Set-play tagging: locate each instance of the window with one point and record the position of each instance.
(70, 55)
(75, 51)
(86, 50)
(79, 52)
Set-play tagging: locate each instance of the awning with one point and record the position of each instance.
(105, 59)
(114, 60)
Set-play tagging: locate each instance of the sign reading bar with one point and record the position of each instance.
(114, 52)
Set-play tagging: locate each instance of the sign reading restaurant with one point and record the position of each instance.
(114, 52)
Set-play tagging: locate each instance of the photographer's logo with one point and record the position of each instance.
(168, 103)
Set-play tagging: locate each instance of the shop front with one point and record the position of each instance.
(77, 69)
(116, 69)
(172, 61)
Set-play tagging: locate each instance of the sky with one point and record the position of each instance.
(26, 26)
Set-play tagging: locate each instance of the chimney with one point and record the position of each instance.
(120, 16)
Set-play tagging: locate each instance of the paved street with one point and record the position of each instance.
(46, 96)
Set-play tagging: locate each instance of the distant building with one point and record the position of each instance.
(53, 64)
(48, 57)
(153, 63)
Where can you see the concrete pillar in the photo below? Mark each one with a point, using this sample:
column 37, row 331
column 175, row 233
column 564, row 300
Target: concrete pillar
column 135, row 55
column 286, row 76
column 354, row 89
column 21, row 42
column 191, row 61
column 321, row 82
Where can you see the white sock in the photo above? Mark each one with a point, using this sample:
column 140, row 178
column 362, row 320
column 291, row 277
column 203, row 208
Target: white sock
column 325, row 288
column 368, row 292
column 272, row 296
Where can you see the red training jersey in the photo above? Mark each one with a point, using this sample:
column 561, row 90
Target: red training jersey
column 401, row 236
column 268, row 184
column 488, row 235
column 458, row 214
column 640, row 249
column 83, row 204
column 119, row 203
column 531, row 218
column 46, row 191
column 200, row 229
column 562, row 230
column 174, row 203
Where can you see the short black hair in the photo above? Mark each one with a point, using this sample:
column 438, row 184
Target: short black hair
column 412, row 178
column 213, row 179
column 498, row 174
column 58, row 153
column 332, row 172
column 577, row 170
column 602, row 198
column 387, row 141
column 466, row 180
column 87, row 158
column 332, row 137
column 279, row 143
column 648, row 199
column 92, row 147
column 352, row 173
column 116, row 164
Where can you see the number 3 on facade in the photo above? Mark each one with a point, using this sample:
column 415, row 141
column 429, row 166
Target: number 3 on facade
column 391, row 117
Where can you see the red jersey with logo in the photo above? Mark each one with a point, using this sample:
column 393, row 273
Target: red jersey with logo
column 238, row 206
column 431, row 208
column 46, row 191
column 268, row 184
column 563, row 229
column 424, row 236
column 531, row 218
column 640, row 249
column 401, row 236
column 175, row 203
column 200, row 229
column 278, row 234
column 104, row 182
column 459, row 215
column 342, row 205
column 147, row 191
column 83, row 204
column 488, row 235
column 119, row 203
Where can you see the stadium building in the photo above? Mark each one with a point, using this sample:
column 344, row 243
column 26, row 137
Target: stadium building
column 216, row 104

> Your goal
The lines to reproduce run from the line containing "Where can you see the red jersey" to the end of the listing; write them out exactly and add nothing.

> Correct answer
Where can you see the red jersey with logo in the photo above? Mark each one with a point, using this sample:
column 393, row 273
Target: red jersey with logo
column 238, row 206
column 431, row 208
column 46, row 191
column 268, row 184
column 563, row 229
column 424, row 236
column 531, row 218
column 640, row 249
column 401, row 236
column 175, row 203
column 200, row 229
column 278, row 234
column 104, row 182
column 459, row 215
column 342, row 205
column 147, row 191
column 83, row 204
column 488, row 235
column 119, row 203
Where can you see the stadium building in the photo above? Mark each one with a point, using this sample:
column 344, row 243
column 26, row 137
Target: stadium building
column 216, row 104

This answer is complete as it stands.